_PROBLEM DESCRIPTION_: Write out the lines again, requests included, beginning at the line that has "Task: indicate the distant building" and stopping after the last line. Add 59 to every number in the coordinates listed under "Points", and leave the sample points as they are.

_GIVEN RECORDS_:
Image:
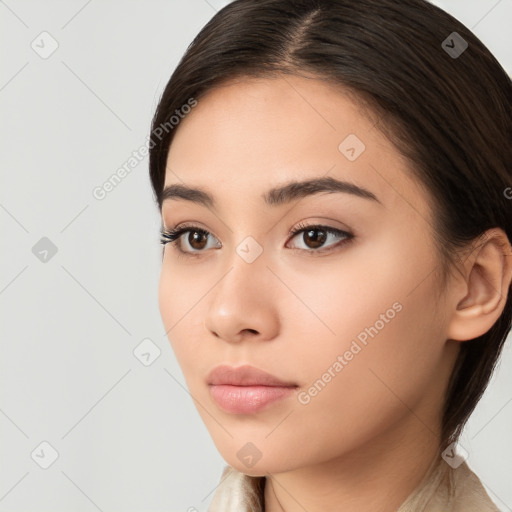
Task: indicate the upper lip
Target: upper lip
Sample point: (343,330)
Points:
(244,376)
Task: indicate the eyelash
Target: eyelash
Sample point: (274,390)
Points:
(172,237)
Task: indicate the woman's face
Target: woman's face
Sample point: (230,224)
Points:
(354,321)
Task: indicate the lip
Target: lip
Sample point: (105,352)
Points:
(246,390)
(244,376)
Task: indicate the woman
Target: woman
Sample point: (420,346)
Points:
(337,263)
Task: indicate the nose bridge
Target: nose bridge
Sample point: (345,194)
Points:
(241,301)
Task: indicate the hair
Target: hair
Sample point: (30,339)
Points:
(450,117)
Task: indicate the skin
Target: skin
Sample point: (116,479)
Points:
(366,440)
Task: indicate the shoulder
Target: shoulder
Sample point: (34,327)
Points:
(238,492)
(447,489)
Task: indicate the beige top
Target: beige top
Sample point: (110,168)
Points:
(443,489)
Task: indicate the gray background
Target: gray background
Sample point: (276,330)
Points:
(128,436)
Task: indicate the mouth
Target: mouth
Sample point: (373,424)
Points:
(247,399)
(246,390)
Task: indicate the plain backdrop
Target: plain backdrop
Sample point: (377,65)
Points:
(79,83)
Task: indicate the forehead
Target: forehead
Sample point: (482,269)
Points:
(252,134)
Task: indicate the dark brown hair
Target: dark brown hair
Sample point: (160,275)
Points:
(449,115)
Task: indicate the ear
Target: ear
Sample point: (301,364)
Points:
(480,297)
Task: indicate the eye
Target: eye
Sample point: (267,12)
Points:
(197,239)
(315,236)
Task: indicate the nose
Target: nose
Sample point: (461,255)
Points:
(243,305)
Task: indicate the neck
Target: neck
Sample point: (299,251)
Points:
(378,476)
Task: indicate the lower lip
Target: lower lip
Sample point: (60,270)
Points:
(247,399)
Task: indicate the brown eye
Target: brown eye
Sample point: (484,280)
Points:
(197,240)
(312,239)
(315,237)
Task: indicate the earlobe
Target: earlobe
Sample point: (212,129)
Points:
(488,271)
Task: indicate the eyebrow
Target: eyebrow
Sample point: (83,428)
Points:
(275,196)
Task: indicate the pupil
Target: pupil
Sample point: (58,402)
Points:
(317,240)
(195,238)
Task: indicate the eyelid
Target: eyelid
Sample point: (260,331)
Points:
(174,235)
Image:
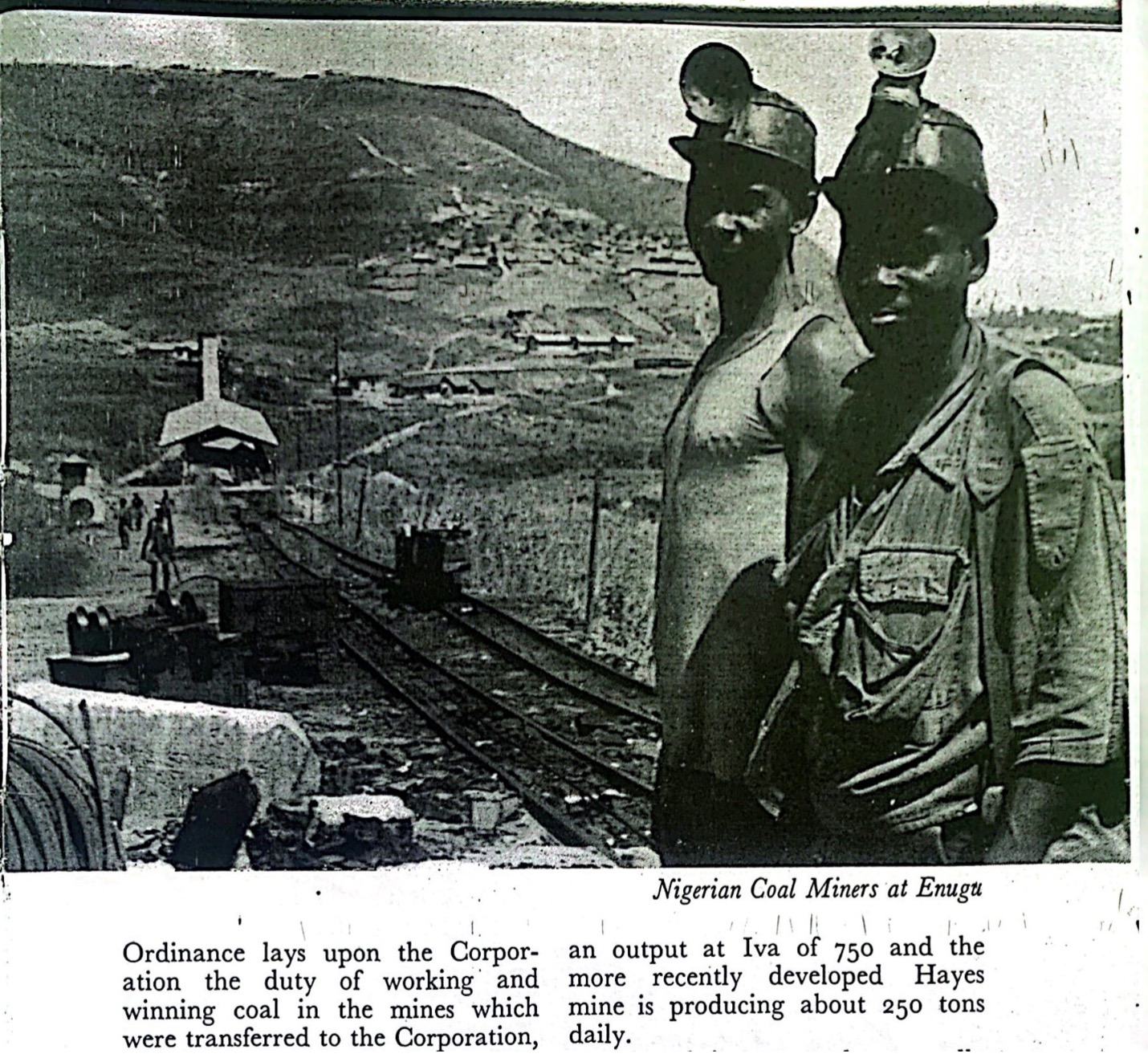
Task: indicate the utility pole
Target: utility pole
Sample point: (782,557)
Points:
(592,562)
(358,519)
(339,437)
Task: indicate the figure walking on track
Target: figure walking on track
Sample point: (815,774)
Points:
(159,547)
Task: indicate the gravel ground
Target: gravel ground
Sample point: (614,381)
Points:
(365,742)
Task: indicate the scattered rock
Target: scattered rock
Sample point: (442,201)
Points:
(214,826)
(363,832)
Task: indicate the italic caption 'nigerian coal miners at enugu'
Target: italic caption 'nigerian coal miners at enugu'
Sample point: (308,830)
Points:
(960,613)
(742,448)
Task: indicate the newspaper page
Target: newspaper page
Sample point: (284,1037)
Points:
(573,528)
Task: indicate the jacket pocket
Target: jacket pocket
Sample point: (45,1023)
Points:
(900,605)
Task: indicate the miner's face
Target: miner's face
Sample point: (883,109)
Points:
(739,226)
(905,277)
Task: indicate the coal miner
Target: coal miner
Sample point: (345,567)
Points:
(741,448)
(159,547)
(961,613)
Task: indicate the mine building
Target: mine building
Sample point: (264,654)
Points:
(218,433)
(552,344)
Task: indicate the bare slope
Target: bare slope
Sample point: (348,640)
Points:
(119,181)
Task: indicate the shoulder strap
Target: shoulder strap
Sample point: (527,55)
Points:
(998,682)
(785,334)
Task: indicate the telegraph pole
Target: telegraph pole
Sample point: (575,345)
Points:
(592,562)
(339,437)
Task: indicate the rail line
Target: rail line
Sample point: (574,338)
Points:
(563,665)
(597,797)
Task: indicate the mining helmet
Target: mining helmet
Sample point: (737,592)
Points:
(907,144)
(731,114)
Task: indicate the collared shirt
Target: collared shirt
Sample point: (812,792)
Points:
(898,728)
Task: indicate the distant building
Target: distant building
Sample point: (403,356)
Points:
(216,432)
(662,362)
(555,344)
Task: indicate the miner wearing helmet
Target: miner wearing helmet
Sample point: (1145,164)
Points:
(961,613)
(743,445)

_RESPONSE TO THE EXERCISE_:
Task: indicate the distant building
Target: distant building
Sample point: (403,356)
Points:
(275,491)
(721,421)
(614,403)
Task: indicate the miner wearing helmet
Target: miner wearing helmet
Sample point: (1145,164)
Points:
(1020,672)
(802,504)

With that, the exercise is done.